*** Information ***
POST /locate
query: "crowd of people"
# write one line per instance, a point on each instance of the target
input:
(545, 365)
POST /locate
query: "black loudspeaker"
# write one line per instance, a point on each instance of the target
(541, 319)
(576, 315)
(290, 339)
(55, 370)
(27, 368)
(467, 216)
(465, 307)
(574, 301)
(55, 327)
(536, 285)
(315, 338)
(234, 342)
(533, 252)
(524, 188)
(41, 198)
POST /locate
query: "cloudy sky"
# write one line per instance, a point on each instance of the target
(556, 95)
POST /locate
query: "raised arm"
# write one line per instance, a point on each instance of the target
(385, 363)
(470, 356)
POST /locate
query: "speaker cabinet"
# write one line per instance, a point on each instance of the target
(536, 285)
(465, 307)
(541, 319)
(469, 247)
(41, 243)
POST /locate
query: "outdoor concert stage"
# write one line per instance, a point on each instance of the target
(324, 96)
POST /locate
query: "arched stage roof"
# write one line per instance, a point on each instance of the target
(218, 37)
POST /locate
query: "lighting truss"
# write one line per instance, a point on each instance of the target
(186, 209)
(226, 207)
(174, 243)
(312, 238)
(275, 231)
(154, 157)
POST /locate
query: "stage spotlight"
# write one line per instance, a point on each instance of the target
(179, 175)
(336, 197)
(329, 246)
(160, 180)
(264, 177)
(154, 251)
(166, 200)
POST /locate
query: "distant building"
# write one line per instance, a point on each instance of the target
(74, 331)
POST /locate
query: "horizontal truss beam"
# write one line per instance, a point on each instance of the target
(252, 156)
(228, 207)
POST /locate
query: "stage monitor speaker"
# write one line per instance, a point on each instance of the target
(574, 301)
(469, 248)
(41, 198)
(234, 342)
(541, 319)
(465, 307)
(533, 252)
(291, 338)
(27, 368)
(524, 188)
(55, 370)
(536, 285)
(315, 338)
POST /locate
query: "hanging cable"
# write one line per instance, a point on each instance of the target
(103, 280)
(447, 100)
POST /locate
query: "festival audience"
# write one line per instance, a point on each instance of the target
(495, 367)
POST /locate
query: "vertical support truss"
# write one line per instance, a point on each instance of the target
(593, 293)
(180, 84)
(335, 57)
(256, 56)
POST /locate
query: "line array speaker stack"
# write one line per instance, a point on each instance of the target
***
=== Exercise requirements ===
After reading through the records, retype all of them exactly.

=== Finished exercise ===
POST /locate
query: "crowd of people"
# write one line per instance, a point on each instance of the target
input:
(545, 365)
POST /locate
query: "black loudspeaker"
# write one line per instance, a point on each instance of the target
(541, 319)
(576, 315)
(290, 339)
(55, 370)
(27, 368)
(467, 216)
(465, 307)
(574, 301)
(55, 327)
(536, 285)
(315, 338)
(234, 342)
(533, 252)
(524, 188)
(41, 198)
POST /locate
query: "cloudy sky"
# write one line per instance, a point on each instance of the target
(556, 95)
POST /locate
query: "raised arm"
# write one line per instance, a point on each instance of the target
(385, 363)
(470, 356)
POST /locate
query: "speaker cabinet"
# write one line per instance, a point on each instance of the target
(536, 285)
(465, 307)
(541, 319)
(469, 247)
(41, 243)
POST /locate
query: "outdoor concert stage"
# write one line per instance, a point on each instance of the target
(324, 96)
POST /locate
query: "arched stage roof"
# write one line per instance, a point on each instance of the target
(218, 37)
POST /locate
query: "lighting truss"
# write one line per instance, a point on each instance of the target
(186, 209)
(226, 207)
(174, 243)
(312, 238)
(275, 231)
(154, 157)
POST /locate
query: "stage spotlight"
# write one line per instance, a point on each instance of the target
(179, 175)
(336, 197)
(329, 246)
(160, 180)
(264, 177)
(154, 251)
(166, 200)
POST /locate
query: "distant building"
# write one line per instance, a point on each instance of the target
(74, 331)
POST /locate
query: "horizontal truss beam"
# write one line per instance, a point on each instance of the target
(252, 156)
(228, 207)
POST /locate
query: "stage monitor speaker"
# write one line per instance, a point on each instance of the target
(574, 301)
(469, 248)
(41, 198)
(234, 342)
(541, 319)
(465, 307)
(533, 252)
(291, 338)
(27, 368)
(524, 188)
(55, 370)
(536, 285)
(315, 338)
POST /locate
query: "hanging cable"
# write one line per instance, a point on each instance of the target
(103, 280)
(447, 100)
POST /locate
query: "festival audience"
# write one line per instance, a point on each instance of the target
(495, 367)
POST /locate
query: "vertical support truss"
# write one line per instance, a point on each instance of the target
(593, 293)
(180, 84)
(335, 57)
(256, 56)
POST /locate
query: "line array speaker stack"
# write one line per instance, a point on each instance of the target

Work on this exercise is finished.